[Boundary annotation records]
________

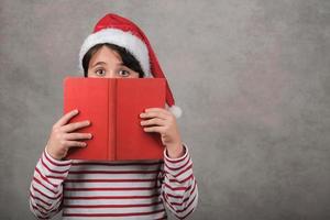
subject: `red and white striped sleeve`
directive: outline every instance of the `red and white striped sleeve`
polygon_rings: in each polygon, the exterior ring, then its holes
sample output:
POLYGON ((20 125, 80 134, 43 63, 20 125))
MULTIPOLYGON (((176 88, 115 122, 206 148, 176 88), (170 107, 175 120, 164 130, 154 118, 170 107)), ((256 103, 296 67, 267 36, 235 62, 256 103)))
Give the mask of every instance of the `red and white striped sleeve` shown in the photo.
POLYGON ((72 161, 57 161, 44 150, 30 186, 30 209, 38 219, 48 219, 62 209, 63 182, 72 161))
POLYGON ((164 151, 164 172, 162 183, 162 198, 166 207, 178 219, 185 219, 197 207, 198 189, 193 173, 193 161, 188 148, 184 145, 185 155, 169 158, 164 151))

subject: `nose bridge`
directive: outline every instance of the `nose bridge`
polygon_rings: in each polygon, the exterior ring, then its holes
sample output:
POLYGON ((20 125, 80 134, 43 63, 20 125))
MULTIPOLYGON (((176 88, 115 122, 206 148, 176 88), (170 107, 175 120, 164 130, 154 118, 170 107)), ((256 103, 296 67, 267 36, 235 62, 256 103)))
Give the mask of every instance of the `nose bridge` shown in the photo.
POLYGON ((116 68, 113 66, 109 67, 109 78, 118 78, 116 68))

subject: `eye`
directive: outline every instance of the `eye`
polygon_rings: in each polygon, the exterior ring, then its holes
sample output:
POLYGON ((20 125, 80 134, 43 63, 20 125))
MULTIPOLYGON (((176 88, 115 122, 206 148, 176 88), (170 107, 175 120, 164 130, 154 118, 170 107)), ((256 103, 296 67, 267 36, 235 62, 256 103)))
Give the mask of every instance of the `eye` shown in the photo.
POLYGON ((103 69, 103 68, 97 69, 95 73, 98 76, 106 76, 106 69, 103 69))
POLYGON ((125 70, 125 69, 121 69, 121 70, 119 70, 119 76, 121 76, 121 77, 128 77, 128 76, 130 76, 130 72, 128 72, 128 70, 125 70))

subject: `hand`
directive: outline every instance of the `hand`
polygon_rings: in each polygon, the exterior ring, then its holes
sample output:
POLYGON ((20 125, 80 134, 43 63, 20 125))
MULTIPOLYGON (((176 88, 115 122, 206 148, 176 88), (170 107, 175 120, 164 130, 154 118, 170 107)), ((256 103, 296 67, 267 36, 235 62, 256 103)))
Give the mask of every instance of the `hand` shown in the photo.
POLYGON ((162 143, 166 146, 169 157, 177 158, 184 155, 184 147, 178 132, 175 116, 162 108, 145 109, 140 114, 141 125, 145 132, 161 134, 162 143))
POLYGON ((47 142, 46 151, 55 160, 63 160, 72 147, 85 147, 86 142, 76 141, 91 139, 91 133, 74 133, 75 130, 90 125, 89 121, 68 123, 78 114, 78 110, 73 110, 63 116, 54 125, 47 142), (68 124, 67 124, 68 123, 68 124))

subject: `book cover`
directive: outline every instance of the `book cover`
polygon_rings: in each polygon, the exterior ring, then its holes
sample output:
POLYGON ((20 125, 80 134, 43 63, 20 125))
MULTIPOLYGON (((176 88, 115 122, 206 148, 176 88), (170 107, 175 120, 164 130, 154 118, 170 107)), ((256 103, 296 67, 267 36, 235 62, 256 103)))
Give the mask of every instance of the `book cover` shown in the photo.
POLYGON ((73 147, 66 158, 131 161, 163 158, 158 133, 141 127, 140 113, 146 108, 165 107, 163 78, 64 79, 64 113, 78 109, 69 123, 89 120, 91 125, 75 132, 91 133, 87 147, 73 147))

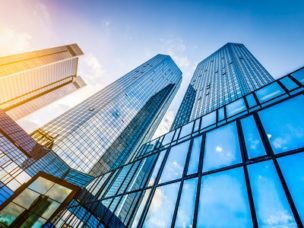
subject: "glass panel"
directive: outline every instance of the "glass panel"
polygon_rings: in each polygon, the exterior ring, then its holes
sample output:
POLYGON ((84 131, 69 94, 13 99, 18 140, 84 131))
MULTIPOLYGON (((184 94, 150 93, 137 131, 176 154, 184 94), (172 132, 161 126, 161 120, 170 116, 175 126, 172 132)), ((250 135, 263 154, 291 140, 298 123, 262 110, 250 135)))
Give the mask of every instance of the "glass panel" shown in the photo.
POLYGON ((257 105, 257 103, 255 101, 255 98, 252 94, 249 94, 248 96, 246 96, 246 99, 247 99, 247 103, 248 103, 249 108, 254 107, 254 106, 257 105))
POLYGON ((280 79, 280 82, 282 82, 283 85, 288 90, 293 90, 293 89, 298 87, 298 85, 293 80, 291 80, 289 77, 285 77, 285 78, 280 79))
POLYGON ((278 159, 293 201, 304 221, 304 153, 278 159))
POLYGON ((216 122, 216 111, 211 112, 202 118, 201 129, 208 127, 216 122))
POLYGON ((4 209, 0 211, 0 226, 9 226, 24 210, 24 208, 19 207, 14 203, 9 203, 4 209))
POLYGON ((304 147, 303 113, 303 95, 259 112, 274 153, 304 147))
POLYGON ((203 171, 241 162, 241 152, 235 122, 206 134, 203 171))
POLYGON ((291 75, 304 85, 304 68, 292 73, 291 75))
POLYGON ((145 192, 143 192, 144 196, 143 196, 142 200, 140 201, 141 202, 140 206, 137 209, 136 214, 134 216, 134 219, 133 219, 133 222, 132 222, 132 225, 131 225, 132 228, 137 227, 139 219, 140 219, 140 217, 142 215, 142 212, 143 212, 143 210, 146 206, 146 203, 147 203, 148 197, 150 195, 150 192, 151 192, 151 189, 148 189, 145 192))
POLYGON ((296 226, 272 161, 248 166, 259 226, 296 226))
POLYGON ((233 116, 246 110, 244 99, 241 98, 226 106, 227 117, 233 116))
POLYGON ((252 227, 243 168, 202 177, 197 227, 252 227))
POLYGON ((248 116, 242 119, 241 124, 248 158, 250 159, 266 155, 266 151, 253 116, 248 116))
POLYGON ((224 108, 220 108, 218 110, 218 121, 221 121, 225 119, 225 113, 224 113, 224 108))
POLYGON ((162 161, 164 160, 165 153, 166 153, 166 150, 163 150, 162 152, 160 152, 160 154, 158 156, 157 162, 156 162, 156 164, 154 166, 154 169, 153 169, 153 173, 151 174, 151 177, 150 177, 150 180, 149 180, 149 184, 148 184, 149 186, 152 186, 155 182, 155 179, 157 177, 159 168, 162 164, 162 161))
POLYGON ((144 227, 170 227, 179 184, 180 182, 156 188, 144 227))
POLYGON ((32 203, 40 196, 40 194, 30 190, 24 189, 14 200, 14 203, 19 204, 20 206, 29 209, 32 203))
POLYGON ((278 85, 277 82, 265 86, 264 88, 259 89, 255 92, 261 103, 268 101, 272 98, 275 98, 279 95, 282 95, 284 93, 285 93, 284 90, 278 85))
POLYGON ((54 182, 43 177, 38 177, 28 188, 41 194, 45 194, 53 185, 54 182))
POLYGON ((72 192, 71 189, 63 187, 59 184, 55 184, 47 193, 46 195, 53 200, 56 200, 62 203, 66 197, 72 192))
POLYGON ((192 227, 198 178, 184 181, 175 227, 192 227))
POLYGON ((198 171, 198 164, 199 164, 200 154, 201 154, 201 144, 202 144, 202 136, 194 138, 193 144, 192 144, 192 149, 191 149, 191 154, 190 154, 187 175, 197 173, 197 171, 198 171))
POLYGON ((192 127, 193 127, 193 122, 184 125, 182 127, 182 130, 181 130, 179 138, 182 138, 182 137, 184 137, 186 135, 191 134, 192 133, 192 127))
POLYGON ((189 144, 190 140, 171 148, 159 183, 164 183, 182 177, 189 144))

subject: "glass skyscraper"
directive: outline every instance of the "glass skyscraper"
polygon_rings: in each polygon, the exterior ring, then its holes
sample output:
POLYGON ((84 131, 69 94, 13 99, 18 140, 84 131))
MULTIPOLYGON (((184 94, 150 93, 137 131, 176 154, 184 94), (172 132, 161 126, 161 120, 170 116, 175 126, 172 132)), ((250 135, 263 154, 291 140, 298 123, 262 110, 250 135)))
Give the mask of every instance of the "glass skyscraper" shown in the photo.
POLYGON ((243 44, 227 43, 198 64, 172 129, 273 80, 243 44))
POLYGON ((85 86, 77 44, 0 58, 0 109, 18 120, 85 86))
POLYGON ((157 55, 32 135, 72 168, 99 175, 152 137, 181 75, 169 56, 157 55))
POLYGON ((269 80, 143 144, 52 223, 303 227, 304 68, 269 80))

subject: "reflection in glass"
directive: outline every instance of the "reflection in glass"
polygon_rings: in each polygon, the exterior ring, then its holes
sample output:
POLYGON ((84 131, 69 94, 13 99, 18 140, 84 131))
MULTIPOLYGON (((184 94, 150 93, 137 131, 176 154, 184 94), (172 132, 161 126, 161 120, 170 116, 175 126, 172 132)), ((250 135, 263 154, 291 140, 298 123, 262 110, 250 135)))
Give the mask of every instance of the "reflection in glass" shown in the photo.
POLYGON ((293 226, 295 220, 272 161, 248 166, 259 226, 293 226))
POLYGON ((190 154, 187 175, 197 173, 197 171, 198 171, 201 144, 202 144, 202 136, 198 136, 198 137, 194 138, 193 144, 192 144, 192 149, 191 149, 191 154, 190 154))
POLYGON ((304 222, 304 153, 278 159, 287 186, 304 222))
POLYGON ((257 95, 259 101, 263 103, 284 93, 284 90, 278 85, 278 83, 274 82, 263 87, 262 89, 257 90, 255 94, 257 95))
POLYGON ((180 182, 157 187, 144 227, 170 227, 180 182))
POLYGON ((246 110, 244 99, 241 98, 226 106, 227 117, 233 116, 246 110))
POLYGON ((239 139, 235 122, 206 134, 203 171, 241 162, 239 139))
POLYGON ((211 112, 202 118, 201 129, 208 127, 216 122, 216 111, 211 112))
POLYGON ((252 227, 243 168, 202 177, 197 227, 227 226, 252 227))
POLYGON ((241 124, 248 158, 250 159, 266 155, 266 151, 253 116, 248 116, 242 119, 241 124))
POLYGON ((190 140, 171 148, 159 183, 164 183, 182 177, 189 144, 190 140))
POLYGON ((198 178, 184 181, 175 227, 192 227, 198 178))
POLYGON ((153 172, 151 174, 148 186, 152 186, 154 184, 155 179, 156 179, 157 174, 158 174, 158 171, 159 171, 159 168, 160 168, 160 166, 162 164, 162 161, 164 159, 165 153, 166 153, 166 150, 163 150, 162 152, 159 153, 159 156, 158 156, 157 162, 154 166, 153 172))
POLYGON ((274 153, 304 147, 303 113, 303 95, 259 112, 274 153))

________

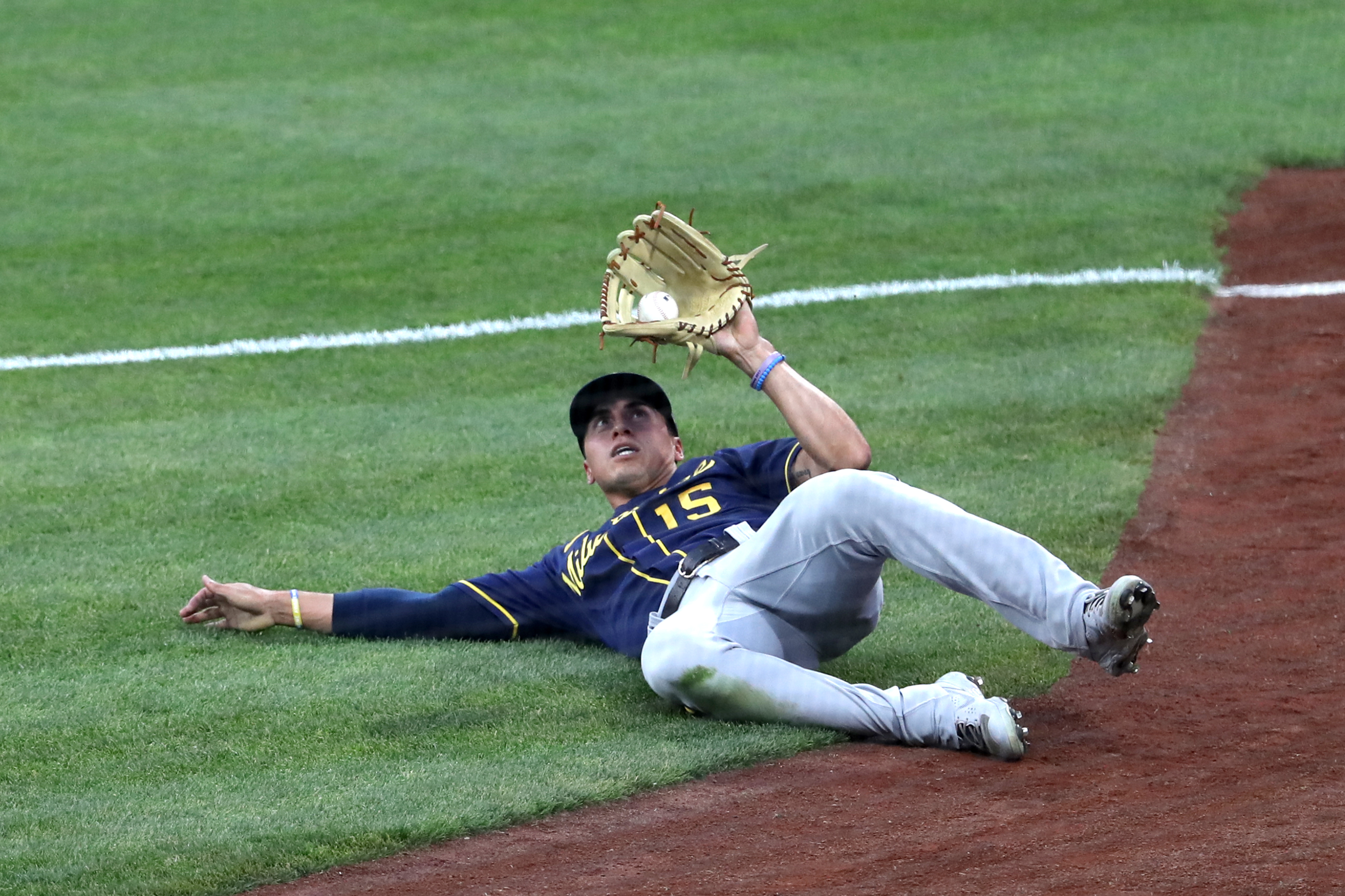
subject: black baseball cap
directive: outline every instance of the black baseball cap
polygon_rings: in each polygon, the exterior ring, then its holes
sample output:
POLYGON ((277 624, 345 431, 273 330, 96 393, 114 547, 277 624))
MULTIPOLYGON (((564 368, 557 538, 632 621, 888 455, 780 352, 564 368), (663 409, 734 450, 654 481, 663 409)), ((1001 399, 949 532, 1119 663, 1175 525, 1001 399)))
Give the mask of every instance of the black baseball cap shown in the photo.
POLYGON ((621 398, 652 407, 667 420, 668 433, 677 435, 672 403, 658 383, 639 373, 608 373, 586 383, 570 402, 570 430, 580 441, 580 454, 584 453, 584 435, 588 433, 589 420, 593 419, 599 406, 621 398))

________

• Goal: Copy out the stretch of the records above from the line containing "subject: black baseball cap" through the line containing "POLYGON ((621 398, 652", keeping every line unchanged.

• Answer:
subject: black baseball cap
directive: outline every instance of the black baseball cap
polygon_rings: in each polygon, the exterior ring, then its holes
sample output:
POLYGON ((277 624, 345 431, 273 330, 96 393, 114 547, 277 624))
MULTIPOLYGON (((564 368, 557 538, 632 621, 888 455, 780 352, 564 368), (663 409, 734 450, 654 481, 663 409)), ((1001 399, 949 532, 1119 663, 1175 525, 1001 399)))
Give the mask of every instance of the black baseball cap shown in the photo.
POLYGON ((621 398, 652 407, 667 420, 668 433, 677 435, 672 403, 658 383, 639 373, 608 373, 586 383, 570 402, 570 430, 580 441, 580 454, 584 453, 584 435, 588 433, 589 420, 593 419, 599 406, 621 398))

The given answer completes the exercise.